LIST OF TASKS:
[1] Quote the book review word for word, from "Two major cultural" up to and including "in the minyan.".
[2] List every party that the book review names as involved in performing the bar and bat mitzvah ritual.

ARTICLE:
|---|

Patricia Keer Munro’s Coming of Age in Jewish America: Bar and Bat Mitzvah Reinterpreted is particularly compelling given the major role that the bar and bat mitzvah ritual has taken in American Judaism. In today’s America, writes Munro, Jewish identification is often a matter of choice. Outside of the Orthodox community, the bar and bat mitzvah ritual has become “the primary means of inculcating Jewish belief and practice” in the child and the family. It is, as Munro suggests, a system in which the youngster, parents, the clergy, congregations, and the larger community are involved in its performance.
Two major cultural shifts have contributed to the significance of bar and bat mitzvah ceremonies: rising rates of intermarriage and the growing gender equality brought about by feminism. The Reform movement’s 1983 Resolution on Patrilineal Descent required evidence that children had a Jewish upbringing; the bar and bat mitzvah has become prima facie evidence of that. Feminism sparked a demand that girls fully participate in their bat mitzvah ceremonies and that they, like their brothers, take on adult religious obligations and be counted in the minyan.

|---|

DATA EXCERPTS:
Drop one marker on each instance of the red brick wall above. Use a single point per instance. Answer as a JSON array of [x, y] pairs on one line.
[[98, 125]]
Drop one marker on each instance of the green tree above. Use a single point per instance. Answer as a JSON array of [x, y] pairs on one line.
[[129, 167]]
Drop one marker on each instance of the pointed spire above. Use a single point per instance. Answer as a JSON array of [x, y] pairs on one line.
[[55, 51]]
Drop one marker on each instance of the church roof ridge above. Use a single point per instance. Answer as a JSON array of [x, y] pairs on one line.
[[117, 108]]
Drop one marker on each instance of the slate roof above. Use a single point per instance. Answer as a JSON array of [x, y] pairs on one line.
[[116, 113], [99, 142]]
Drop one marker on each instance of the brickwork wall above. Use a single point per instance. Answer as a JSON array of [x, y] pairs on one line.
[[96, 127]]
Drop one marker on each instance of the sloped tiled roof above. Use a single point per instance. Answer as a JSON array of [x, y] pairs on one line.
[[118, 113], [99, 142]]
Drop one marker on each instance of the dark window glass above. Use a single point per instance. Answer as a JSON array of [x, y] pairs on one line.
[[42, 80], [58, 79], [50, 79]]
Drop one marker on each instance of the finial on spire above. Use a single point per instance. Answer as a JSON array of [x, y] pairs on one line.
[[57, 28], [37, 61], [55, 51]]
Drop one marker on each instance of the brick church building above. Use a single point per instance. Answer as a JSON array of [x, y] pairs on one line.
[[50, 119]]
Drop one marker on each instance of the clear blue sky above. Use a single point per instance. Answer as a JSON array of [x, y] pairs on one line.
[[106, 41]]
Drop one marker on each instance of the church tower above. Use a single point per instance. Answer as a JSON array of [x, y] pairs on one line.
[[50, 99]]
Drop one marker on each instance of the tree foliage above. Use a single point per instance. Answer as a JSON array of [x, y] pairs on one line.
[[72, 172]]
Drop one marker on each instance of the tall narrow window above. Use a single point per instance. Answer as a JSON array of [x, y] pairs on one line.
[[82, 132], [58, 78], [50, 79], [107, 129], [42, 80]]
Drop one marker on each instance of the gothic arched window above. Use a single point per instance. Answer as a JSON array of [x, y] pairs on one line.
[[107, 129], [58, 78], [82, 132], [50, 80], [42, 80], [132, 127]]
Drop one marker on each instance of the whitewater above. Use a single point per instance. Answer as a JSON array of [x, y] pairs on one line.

|---|

EXERCISE ANSWERS:
[1]
Two major cultural shifts have contributed to the significance of bar and bat mitzvah ceremonies: rising rates of intermarriage and the growing gender equality brought about by feminism. The Reform movement’s 1983 Resolution on Patrilineal Descent required evidence that children had a Jewish upbringing; the bar and bat mitzvah has become prima facie evidence of that. Feminism sparked a demand that girls fully participate in their bat mitzvah ceremonies and that they, like their brothers, take on adult religious obligations and be counted in the minyan.

[2]
- the youngster
- parents
- the clergy
- congregations
- the larger community